= Testo dell'esercizio =
= = = = =
È inoltre configurabile il fenomeno dello straining quando vi siano comportamenti stressogeni scientemente attuati nei confronti di un dipendente, anche se manchi la pluralità delle azioni vessatorie, come nel caso del demansionamento (v. Cass. n. 18164/2018, in q. sito con nota di M. BONI).
Quanto al c.d. “superlavoro”, lo svolgimento della prestazione “secondo le modalità nocive onera il datore di comprovare il regolare adempimento all’obbligo di garantire la sicurezza del lavoro, di cui all’art. 2087 c.c., secondo i principi generali in tema di responsabilità contrattuale” (v. Cass. SU. n. 13533/2001 e Cass. n. 4766/2006).
= = = = =
= Estratti di dati =
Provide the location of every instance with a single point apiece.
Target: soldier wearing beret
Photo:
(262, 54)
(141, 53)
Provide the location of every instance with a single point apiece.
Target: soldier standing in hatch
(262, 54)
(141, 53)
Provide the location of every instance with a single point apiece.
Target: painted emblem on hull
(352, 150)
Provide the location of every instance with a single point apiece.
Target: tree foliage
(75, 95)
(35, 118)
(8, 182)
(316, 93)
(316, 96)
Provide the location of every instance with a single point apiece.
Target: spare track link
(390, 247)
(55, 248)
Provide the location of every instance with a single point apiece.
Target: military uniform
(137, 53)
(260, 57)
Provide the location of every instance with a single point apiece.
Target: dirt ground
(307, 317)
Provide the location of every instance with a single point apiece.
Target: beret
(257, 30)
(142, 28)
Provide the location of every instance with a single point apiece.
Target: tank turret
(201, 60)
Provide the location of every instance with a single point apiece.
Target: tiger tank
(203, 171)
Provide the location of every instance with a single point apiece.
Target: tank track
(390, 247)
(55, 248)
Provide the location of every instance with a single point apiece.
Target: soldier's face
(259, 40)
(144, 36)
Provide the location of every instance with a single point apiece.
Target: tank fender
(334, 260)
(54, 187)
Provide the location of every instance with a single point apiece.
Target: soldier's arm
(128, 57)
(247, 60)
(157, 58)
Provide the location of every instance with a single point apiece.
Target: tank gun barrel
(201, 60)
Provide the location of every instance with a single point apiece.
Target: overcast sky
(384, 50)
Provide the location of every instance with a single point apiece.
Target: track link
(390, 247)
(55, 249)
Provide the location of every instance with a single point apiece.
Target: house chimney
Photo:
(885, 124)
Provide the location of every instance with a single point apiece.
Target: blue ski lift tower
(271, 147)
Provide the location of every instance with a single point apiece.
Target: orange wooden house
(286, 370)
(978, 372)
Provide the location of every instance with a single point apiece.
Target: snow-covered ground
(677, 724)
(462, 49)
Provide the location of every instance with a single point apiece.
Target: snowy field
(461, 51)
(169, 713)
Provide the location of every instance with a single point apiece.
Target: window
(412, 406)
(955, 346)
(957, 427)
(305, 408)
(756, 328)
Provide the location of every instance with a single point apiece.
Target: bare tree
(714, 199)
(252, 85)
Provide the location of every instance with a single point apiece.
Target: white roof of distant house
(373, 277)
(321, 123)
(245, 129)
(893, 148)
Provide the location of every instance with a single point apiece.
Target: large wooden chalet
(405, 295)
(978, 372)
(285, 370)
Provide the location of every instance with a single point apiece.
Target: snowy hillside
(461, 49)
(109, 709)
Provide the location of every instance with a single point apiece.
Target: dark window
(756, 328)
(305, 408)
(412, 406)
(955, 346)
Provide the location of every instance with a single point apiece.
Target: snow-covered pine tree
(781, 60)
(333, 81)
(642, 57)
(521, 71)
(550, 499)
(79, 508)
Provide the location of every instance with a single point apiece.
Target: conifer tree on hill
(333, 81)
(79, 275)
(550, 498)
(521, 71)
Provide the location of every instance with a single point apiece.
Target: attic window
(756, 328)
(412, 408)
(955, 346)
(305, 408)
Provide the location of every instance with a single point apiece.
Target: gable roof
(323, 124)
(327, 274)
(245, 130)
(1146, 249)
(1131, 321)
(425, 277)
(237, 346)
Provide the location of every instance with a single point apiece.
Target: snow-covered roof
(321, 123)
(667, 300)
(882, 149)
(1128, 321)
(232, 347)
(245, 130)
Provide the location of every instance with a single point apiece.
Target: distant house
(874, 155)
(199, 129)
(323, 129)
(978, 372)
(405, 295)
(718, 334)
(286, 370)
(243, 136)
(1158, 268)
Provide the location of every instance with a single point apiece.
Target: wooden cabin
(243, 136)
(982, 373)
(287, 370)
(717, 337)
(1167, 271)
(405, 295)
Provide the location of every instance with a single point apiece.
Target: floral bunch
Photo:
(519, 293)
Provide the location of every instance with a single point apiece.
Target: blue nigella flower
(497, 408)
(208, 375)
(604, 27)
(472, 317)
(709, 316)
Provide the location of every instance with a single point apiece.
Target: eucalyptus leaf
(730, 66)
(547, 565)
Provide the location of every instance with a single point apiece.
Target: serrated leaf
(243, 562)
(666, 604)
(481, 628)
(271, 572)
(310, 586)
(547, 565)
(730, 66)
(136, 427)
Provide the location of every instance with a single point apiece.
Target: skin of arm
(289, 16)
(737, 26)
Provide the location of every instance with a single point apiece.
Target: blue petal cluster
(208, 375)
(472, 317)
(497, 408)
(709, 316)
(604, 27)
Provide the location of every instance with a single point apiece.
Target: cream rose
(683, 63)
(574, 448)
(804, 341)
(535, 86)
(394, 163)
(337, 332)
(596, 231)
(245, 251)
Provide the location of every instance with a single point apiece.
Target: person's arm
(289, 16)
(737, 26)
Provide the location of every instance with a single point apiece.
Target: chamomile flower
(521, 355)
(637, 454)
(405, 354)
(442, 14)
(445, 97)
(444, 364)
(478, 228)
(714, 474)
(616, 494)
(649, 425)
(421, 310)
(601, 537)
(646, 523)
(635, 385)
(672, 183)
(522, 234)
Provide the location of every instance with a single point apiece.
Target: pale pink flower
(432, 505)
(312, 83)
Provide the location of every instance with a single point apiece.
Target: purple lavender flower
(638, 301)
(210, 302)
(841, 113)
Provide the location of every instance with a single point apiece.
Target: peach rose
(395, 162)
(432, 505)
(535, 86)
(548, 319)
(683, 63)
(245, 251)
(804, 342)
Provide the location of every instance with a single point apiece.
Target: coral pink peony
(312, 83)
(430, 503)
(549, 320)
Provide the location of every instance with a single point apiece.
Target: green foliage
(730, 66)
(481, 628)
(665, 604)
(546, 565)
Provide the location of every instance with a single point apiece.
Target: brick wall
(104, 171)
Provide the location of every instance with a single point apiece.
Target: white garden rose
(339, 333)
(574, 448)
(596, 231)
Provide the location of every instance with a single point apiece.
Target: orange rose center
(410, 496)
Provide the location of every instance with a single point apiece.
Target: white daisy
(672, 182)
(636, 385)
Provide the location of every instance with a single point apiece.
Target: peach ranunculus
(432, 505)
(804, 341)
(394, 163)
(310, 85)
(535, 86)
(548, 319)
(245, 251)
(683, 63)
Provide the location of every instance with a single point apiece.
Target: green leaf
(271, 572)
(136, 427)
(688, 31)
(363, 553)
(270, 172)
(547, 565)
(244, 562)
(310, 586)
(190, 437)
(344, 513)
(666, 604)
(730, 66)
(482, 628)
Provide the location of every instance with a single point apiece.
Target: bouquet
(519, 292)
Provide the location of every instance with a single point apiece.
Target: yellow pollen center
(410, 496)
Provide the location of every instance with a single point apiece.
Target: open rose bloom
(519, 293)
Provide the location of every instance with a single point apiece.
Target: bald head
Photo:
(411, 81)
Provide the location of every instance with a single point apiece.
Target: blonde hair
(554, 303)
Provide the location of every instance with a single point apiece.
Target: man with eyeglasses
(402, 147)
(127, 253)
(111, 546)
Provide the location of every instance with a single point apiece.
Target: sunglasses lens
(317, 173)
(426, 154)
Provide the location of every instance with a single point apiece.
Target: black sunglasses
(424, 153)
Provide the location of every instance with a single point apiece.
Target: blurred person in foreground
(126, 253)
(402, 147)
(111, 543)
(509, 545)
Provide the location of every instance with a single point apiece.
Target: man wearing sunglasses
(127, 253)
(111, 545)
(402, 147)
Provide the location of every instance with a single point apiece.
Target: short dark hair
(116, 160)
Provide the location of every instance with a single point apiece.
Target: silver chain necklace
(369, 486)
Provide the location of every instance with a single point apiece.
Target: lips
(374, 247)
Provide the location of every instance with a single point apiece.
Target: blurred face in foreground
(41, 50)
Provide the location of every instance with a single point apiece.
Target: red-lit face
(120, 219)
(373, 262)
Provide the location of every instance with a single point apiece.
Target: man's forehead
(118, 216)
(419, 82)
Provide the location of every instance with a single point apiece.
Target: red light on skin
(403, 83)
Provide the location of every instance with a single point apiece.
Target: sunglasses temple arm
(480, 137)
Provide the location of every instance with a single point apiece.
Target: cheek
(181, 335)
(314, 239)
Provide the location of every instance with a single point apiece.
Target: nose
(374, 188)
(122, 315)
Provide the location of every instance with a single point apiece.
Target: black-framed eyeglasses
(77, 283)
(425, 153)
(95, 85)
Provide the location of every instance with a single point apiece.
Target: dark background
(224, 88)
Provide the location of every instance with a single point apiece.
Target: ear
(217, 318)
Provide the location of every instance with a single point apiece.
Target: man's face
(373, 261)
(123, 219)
= = = = =
= Attività =
Riscrivi parola per parola il brano sullo straining e il superlavoro da "È inoltre configurabile" a "Cass. n. 4766/2006).". Il materiale qui sopra non serve per questo lavoro.

= Risposta scritta =
È inoltre configurabile il fenomeno dello straining quando vi siano comportamenti stressogeni scientemente attuati nei confronti di un dipendente, anche se manchi la pluralità delle azioni vessatorie, come nel caso del demansionamento (v. Cass. n. 18164/2018, in q. sito con nota di M. BONI).
Quanto al c.d. “superlavoro”, lo svolgimento della prestazione “secondo le modalità nocive onera il datore di comprovare il regolare adempimento all’obbligo di garantire la sicurezza del lavoro, di cui all’art. 2087 c.c., secondo i principi generali in tema di responsabilità contrattuale” (v. Cass. SU. n. 13533/2001 e Cass. n. 4766/2006).